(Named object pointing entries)
+ + + + +

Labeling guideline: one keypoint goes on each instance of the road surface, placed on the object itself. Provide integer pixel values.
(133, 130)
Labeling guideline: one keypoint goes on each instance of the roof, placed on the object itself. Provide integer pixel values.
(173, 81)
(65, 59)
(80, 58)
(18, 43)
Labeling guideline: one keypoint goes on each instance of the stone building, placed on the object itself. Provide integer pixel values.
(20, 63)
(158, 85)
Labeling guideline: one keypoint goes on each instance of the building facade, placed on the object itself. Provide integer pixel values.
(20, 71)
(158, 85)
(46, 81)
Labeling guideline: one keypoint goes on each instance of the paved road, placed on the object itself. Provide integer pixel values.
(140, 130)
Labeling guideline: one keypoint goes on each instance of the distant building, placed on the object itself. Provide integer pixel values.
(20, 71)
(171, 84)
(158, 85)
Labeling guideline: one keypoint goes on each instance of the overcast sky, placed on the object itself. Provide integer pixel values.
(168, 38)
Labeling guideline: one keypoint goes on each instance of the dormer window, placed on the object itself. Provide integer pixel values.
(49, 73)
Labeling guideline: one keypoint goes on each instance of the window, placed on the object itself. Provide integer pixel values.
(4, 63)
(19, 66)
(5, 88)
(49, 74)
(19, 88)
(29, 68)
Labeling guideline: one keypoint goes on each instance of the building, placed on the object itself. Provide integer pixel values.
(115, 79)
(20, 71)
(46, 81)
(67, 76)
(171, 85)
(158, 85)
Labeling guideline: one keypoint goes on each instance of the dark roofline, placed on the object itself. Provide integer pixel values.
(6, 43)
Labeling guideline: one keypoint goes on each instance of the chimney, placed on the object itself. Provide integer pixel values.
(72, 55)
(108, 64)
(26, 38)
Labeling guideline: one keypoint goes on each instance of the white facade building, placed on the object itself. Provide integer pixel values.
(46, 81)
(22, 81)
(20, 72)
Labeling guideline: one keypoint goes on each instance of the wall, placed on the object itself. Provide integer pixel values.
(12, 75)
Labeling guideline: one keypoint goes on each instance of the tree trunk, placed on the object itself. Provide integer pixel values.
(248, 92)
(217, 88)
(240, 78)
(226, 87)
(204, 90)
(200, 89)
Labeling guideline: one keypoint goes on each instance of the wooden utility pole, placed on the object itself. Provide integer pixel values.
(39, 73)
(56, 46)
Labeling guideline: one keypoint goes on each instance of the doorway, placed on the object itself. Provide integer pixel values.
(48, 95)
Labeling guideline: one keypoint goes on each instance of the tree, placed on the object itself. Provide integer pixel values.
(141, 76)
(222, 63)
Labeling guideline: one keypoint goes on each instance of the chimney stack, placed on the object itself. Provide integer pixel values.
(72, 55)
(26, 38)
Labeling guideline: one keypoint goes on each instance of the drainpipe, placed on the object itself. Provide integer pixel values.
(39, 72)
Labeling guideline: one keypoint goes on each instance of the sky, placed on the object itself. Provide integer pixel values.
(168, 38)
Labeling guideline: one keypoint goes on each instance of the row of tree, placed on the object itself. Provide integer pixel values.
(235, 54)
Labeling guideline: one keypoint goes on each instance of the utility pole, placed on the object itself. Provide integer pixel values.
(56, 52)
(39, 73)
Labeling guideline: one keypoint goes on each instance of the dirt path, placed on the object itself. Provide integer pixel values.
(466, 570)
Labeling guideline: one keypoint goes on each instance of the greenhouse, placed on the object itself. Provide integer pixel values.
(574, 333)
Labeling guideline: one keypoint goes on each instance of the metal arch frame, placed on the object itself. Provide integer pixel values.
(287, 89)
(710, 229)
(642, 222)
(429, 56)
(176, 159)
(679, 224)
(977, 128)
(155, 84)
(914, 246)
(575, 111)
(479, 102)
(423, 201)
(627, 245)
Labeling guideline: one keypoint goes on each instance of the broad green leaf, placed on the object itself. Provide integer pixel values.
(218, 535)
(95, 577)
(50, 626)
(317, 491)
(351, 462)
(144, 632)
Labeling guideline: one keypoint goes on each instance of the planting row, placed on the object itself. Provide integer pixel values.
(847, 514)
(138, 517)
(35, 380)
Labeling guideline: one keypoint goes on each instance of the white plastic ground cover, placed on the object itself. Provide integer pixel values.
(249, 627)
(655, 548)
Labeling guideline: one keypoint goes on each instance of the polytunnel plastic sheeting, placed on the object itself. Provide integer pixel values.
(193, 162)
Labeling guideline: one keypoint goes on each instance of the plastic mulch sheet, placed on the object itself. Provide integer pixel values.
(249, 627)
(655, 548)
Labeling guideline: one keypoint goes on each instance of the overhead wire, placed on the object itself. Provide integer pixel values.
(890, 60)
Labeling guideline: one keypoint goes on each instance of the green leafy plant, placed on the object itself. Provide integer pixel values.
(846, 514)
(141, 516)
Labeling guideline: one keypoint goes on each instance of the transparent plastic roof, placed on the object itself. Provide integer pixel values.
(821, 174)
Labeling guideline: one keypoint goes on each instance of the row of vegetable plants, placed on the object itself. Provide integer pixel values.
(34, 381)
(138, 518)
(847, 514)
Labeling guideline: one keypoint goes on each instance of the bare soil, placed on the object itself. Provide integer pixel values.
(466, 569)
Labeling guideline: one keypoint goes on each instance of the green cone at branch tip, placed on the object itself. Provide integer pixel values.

+ + + + +

# Your task:
Starting at the line that contains "the white plastic", repeat each line exactly through the last one in the listing. Include both of those lines and nothing more.

# Solution to this task:
Labeling guideline: one keypoint goes on each instance of the white plastic ground cover, placed on the object itself. Provide integer pixel values.
(249, 627)
(655, 548)
Labeling guideline: one keypoint goes on each instance of the polytunnel plastic sheeting, placed on the object itself. Provide integer pixel values.
(193, 162)
Labeling guideline: one keypoint goes on each instance of the plastic mulch sheet, placed on the object itself. Provide integer pixel values.
(249, 627)
(655, 548)
Labeling guideline: one keypoint goes on each instance of the overhead wire, placed on the object itself. Provide integer pixel values.
(890, 60)
Labeling guideline: one keypoint goes on each instance of the green leafy plant, placed on the object itself. Provide integer pixel values.
(846, 514)
(141, 516)
Labeling guideline: one keypoint goes on each instance of the transparent plastic roof, placed on the object itself. Provide integer pixel values.
(821, 174)
Labeling guideline: one keypoint goes on each instance of the row of vegetable plants, placed on the object itself. Provide integer pixel values.
(34, 381)
(138, 518)
(847, 514)
Labeling guideline: one keypoint goes on each instance of the bare soil, placed on the object itself. Provide integer pixel values.
(466, 569)
Labeling guideline: one keypoint goes on each instance of the green cone at branch tip, placed on the object itself. Provide integer pixel values.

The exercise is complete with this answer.